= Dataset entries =

-- START --

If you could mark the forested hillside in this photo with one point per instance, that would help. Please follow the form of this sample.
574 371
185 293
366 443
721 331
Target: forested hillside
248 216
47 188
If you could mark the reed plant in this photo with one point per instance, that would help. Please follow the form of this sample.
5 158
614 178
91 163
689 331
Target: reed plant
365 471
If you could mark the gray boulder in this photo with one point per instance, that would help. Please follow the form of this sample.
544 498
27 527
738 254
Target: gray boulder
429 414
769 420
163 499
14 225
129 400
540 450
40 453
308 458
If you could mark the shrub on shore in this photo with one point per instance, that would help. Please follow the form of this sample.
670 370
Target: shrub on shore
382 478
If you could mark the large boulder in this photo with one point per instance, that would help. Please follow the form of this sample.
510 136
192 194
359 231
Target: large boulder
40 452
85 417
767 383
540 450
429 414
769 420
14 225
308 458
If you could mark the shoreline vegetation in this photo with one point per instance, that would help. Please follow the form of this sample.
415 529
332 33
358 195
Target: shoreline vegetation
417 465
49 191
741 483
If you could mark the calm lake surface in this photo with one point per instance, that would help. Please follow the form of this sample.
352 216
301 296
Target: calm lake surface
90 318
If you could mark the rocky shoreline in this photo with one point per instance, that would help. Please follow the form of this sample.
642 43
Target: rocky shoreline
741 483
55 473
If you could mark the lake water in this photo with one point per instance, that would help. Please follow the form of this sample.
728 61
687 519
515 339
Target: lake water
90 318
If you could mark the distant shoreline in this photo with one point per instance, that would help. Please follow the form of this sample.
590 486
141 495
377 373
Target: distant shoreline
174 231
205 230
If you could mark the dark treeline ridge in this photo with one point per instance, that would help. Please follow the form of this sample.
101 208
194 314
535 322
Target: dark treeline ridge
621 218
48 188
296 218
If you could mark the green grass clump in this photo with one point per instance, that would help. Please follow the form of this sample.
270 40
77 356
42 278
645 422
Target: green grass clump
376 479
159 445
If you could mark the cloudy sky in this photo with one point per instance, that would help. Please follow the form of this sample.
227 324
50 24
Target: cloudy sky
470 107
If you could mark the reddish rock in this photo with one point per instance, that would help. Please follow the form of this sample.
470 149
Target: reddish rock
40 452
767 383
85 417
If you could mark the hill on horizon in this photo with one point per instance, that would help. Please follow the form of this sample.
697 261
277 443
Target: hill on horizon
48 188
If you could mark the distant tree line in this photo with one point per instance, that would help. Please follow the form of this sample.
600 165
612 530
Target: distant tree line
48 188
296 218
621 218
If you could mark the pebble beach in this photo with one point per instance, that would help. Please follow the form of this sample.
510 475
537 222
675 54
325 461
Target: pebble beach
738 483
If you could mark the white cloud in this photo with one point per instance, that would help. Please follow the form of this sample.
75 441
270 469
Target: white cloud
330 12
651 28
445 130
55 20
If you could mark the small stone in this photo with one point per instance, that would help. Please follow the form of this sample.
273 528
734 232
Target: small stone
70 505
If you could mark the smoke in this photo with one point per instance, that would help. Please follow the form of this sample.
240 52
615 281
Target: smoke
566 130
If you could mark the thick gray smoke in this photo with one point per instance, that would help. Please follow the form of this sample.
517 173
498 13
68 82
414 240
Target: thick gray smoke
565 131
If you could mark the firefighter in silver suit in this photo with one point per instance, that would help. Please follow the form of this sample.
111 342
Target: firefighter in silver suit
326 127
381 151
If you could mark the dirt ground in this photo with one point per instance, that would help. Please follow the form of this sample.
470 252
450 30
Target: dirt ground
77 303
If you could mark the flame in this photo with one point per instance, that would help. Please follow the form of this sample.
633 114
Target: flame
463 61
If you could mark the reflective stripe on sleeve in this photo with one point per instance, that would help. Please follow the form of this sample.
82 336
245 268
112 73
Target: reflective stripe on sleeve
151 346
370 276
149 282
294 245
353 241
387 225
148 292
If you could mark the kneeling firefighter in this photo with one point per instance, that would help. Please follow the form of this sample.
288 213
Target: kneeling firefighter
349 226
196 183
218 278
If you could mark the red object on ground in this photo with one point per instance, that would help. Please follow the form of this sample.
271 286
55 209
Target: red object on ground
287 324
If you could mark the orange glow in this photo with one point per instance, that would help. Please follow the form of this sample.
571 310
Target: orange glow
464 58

-- END --

= Given request =
From the records above, extract every line exactly as it stands.

= Solution =
If you could mark the forested hillside in this photo with one point per instance, that would help. Please follow the form of this sample.
574 371
185 293
366 443
721 331
Target: forested hillside
248 216
47 188
If you could mark the reed plant in this photo with one point per instance, that would help. Please follow the form of this sample.
5 158
614 178
91 163
689 331
Target: reed plant
365 471
If you could mark the gray boulder in this photo with one point per instance, that would help. Please follow the form of this sample.
544 498
27 527
738 254
Target: gray boulder
429 414
769 420
163 499
14 225
129 400
540 450
40 453
308 458
If you could mark the shrub on shore in this photo with one point per instance, that would help. Please follow the form of this sample.
670 370
Target: shrub on shore
382 478
If you could mark the large boulder in this photo with one point per instance, that would help. Please follow the form of this sample.
510 136
192 194
359 231
Target: large boulder
40 452
85 417
767 383
540 450
429 414
769 420
14 225
308 458
If you could mark the shoreline vegetation in this photo with one point per instance, that would help. Please follow the form of this sample.
415 529
332 33
358 195
Target: shoreline vegetation
417 465
49 191
741 483
If you could mark the calm lake surface in this photo with one point per instance, that would help. Please follow the form of this sample.
352 216
301 296
Target: calm lake surface
90 318
If you could mark the rocky shoreline in this photo with one point per instance, that would help. Please follow the form of this sample.
642 43
Target: rocky shoreline
741 483
55 473
If you could mark the lake water in this photo with one point per instance, that would help. Please follow the form of this sample.
728 61
687 519
515 339
Target: lake water
90 318
If you could mark the distant shoreline in this photo with one point per instance, that would help. Please follow the form of this sample.
590 486
141 495
377 373
Target: distant shoreline
174 231
205 230
If you could mark the dark treeline ridge in this photo with one point per instance, that would help. Please follow the form of this sample.
101 208
194 314
535 322
Target: dark treeline ridge
621 218
48 188
296 218
If you could mark the green grass clump in this photo with one point per instance, that would help. Please follow the form of this sample.
270 40
77 356
42 278
645 422
Target: green grass clump
376 479
159 445
If you could mark the cloudy sky in this photo with one point per instance, that would help. Please follow the form of this sample.
227 324
50 24
Target: cloudy sky
470 107
If you could mark the reddish rock in this photo with one point per instance, that would help. Please follow the form of this sample.
470 149
Target: reddish rock
40 452
767 383
85 417
If you could mark the hill on horizon in this photo with one point per instance, that would help. Please follow the form of this sample.
697 261
277 443
Target: hill on horizon
48 188
If you could mark the distant tree line in this photo with one point per instance, that would help. Please follow the form of this sample.
600 165
612 530
Target: distant tree line
48 188
296 218
621 218
If you could mark the pebble beach in this photo with one point per instance, that would help. Please follow the form of this sample.
510 475
537 222
675 54
325 461
Target: pebble beach
738 483
If you could mark the white cloud in this photo with one point per instance, that would help. Please follow the form of this sample.
75 441
270 469
Target: white cloud
330 12
651 28
445 130
55 20
If you could mark the small stone in this photo with one point per instance, that would help. Please follow the form of this sample.
273 528
734 232
Target: small stone
70 505
If you could mark the smoke in this photo with one point per instance, that would help. Please follow the form of this sample.
240 52
615 281
Target: smoke
566 130
If you could mark the thick gray smoke in this photo with one point per instance, that would help. Please follow the form of this sample.
517 173
498 13
68 82
414 240
Target: thick gray smoke
565 131
If you could mark the firefighter in silver suit in this photo with one point per instance, that would help. Please follow the form of this sample.
111 342
Target: firefighter in silver suit
326 127
381 151
If you could mark the dirt ground in this photo with one point per instance, that would help. Please follow the form of this sample.
470 252
450 30
Target: dirt ground
77 303
If you could mark the flame in this photo with one point per instance, that would help. Please follow the form of this sample.
633 114
Target: flame
463 61
If you could mark the reflective stripe on sleeve in this photo with one point per instance, that would help. Please follow the form of this sample.
82 336
245 268
112 73
Target: reflective stripe on sleeve
151 346
370 276
149 282
294 245
353 241
387 225
148 292
If you could mark the kneeling firefighter in this photo with one point per instance, that would help. Please follow the form of this sample.
288 213
Target: kneeling firefighter
349 226
196 183
218 278
If you could mark the red object on ground in this photo with one point per instance, that would help. Please follow the form of this sample.
271 286
55 209
Target: red object on ground
287 324
If you could mark the orange glow in this photo with one point per instance, that would help. Please follow the form of this sample.
571 310
Target: orange glow
464 58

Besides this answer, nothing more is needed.